# [STUDY TEXT]
○ ○ ○ ○

The early models ... didn't work so well. But they got better. Early seats had a minimum "safe" altitude, while modern seats can be used from an airplane sitting still on the ground, if necessary. (I'll admit, I'm having a hard time imagining when it'd be necessary to punch out of an aircraft sitting still on a runway. But I digress.)
This arrangement works well, up to a point. That point would be somewhere north of Mach 1, when the hammer-blows from the oncoming supersonic airstream can deliver a lethal beat-down to a man whose only protection is a flight suit. And that's to say nothing of the problems posed by the lack of oxygen at extreme altitudes. Three different methods have been proposed for dealing with this problem.
When drawing up what would eventually become the F-111, engineers at General Dynamics decided that since throwing a flight-suited man into a supersonic aistream was the problem, they just wouldn't do that. If getting him out of the cockpit was the problem, they figured they'd let him take the cockpit with him. In case of emergency, the F-111's crew cabin would separate from the rest of the aircraft, and descend under its own parachute. Once on the ground, the pilots could just walk out.
It works much better than it looks.
A similar escape pod was originally planned for the B-1A supersonic bomber, but when it was re-designed into the B-1B, the supersonic dash requirement was removed, and it was decided that ordinary ejection seats would serve just as well. While escape pods work quite well, they're very heavy, and thus very expensive.

○ ○ ○ ○

# [SUPPLIED DATA]
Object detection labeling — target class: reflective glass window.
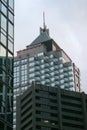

○ ○ ○ ○

Reproduce the passage on aircraft escape systems from "This arrangement works" to "just walk out.". The data come from a different source than the text.

This arrangement works well, up to a point. That point would be somewhere north of Mach 1, when the hammer-blows from the oncoming supersonic airstream can deliver a lethal beat-down to a man whose only protection is a flight suit. And that's to say nothing of the problems posed by the lack of oxygen at extreme altitudes. Three different methods have been proposed for dealing with this problem.
When drawing up what would eventually become the F-111, engineers at General Dynamics decided that since throwing a flight-suited man into a supersonic aistream was the problem, they just wouldn't do that. If getting him out of the cockpit was the problem, they figured they'd let him take the cockpit with him. In case of emergency, the F-111's crew cabin would separate from the rest of the aircraft, and descend under its own parachute. Once on the ground, the pilots could just walk out.